▸ EXCERTO PARA LEITURA
-.-.-
6 perguntas a Clara Rowland

A Clara Rowland é a autora mais recente a entrar no nosso catálogo. É professora de Literatura Brasileira e de Literatura Comparada na Universidade Nova de Lisboa e foi coordenadora do projeto Falso Movimento — estudos sobre escrita e cinema e do projeto GHOST — Espectralidade na Literatura e nas Artes. Tem publicado livros na área dos Estudos Brasileiros sobre Guimarães Rosa, Clarice Lispector, Manuel Bandeira e Carlos Drummond de Andrade, entre outros. 

A propósito do lançamento de Fantasmas, fizemos-lhe algumas perguntas sobre este universo de aparições, ecos, estranhezas e fantasmagorias.


1. Os fantasmas deste livro são mesmo fantasmas a sério?

Quando comecei a pensar no livro, lembro-me de andar à volta de duas expressões: “coisas fantasma” e “coisas que são fantasma”. Nenhuma delas ia dar um bom título, mas foi delas que nasceu a primeira lista que vos mandei e acho que ainda tenho aqui no computador, deixa ver. Sim, era esta: 

Dez coisas-fantasma

  1. som
  2. carta
  3. fotografia
  4. filme
  5. quadro
  6. bicho
  7. nome
  8. casa
  9. espelho
  10. vento

Foi engraçado reencontrar esta anotação há pouco tempo, porque percebi que as palavras da lista acabaram por entrar todas. Só as roupas é que apareceram depois. Mas na ideia das coisas-fantasma, ou das coisas-que-são-fantasma, estava já contido o jogo entre aquilo a que chamas os fantasmas “a sério” (espera: fantasmas a sério?) e os fantasmas que queria convidar para o livro, ligados às coisas de todos os dias. Foi daí que nasceu a ideia das histórias de fantasmas sem fantasmas, explorando o jogo entre presença e ausência, entre visível e invisível, que faz parte da ideia de fantasma, e que a Madalena apanhou tão bem nos desenhos, mas aplicando-a ao próprio fantasma: como se os fantasmas deste livro fossem também “fantasmas fantasma” (como quando dizemos “comboio fantasma”, ou “navio fantasma”), escondidos nas coisas de todos os dias – ou como se o livro pegasse nas suas nove “coisas” e as revirasse na palma da mão para lhes conseguir ver mais lados, invisíveis. Por isso diria que sim, que neste sentido estes são fantasmas a sério!
-.-.-
▸ LISTAGEM APRESENTADA
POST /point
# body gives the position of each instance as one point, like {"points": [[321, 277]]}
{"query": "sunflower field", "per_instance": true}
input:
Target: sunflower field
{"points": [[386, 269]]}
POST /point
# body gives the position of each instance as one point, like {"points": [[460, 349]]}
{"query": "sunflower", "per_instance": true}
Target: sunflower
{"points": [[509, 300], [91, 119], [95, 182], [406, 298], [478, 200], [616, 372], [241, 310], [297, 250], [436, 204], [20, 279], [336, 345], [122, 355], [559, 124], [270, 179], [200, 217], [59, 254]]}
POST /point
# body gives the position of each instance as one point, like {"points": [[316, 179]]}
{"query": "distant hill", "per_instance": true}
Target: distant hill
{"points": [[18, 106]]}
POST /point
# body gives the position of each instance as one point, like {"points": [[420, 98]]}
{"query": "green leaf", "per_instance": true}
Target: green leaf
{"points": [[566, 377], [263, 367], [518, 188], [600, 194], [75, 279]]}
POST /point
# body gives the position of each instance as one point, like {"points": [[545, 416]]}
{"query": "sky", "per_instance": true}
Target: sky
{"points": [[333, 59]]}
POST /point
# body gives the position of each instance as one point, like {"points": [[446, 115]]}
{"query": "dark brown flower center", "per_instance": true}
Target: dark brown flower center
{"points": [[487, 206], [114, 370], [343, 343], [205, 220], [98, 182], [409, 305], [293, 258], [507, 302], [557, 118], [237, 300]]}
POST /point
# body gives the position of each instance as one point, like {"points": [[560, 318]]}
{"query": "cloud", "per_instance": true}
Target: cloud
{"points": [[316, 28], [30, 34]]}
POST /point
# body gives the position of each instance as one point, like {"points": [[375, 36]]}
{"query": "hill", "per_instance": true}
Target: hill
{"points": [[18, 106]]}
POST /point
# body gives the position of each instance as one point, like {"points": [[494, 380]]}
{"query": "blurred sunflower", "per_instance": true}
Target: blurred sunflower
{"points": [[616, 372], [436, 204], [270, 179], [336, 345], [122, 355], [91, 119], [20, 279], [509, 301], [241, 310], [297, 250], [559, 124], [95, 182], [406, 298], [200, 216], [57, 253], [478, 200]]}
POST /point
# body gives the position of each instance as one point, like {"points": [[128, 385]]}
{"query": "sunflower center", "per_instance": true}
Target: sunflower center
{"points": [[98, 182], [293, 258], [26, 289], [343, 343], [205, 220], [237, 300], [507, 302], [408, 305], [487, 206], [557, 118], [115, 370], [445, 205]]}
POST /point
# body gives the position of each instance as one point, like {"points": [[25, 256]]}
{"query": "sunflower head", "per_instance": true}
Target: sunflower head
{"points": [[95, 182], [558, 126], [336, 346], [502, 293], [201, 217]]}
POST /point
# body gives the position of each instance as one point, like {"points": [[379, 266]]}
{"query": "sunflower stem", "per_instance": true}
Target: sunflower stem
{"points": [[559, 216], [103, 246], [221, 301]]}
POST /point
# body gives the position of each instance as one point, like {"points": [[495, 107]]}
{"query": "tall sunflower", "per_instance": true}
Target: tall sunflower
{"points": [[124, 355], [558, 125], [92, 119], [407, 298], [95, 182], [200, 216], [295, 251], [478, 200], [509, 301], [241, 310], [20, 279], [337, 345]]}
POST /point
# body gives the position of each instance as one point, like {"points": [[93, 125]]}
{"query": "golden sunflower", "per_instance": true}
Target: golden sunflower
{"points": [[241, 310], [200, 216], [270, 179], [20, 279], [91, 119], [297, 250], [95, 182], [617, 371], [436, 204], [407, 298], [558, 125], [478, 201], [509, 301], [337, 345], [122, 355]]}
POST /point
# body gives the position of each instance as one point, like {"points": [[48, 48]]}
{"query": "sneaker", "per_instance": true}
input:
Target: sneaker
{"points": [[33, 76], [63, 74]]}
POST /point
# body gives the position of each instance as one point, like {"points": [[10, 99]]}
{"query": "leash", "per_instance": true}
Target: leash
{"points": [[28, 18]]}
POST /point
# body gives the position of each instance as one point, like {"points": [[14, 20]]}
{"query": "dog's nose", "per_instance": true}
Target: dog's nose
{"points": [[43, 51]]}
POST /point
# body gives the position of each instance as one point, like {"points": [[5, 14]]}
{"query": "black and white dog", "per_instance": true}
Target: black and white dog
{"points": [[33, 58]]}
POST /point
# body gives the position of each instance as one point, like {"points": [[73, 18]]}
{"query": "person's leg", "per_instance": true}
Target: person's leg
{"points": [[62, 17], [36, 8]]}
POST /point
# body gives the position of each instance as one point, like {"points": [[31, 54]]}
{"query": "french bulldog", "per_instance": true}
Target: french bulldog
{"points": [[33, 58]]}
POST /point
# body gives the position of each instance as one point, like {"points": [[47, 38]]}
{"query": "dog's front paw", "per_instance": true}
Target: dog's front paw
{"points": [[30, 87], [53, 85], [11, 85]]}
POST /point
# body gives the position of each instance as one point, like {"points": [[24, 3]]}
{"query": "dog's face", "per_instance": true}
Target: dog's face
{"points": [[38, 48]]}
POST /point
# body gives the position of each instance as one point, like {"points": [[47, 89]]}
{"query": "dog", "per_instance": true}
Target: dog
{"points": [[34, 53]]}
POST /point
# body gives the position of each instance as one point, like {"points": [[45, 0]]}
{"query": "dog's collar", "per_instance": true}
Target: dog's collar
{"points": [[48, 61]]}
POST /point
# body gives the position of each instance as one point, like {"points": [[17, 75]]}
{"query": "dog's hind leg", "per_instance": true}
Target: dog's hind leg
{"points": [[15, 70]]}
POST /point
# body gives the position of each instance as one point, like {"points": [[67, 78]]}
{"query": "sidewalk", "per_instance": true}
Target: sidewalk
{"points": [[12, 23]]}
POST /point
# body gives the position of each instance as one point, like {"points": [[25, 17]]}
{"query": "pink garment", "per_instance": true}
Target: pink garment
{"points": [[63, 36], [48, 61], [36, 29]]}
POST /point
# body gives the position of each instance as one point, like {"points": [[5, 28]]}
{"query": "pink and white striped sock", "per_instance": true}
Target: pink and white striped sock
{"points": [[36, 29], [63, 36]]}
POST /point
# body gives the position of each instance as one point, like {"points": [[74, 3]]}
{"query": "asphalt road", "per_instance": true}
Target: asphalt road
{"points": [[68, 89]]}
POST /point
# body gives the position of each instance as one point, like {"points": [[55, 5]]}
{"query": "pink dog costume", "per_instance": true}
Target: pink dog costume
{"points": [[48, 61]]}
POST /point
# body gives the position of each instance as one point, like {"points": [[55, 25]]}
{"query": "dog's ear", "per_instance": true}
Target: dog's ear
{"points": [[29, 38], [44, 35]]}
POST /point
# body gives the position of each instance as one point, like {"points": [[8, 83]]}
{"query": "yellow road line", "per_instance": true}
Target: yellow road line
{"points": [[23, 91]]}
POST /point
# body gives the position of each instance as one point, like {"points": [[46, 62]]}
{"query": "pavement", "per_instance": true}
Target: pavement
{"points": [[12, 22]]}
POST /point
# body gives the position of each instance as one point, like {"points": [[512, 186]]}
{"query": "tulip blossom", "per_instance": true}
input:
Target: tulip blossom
-.-.-
▸ ENUNCIADO A
Reproduza fielmente o trecho do texto sobre Clara Rowland que vai de "6 perguntas a" a "Andrade, entre outros.".
▸ ENUNCIADO B
Liste, copiando-as por inteiro, todas as linhas da listagem em que surge a palavra "green", tendo em conta a distinção entre maiúsculas e minúsculas.
O texto e a listagem são materiais independentes um do outro.

▸ RESOLUÇÃO A
6 perguntas a Clara Rowland

A Clara Rowland é a autora mais recente a entrar no nosso catálogo. É professora de Literatura Brasileira e de Literatura Comparada na Universidade Nova de Lisboa e foi coordenadora do projeto Falso Movimento — estudos sobre escrita e cinema e do projeto GHOST — Espectralidade na Literatura e nas Artes. Tem publicado livros na área dos Estudos Brasileiros sobre Guimarães Rosa, Clarice Lispector, Manuel Bandeira e Carlos Drummond de Andrade, entre outros.

▸ RESOLUÇÃO B
{"query": "green leaf", "per_instance": true}
Target: green leaf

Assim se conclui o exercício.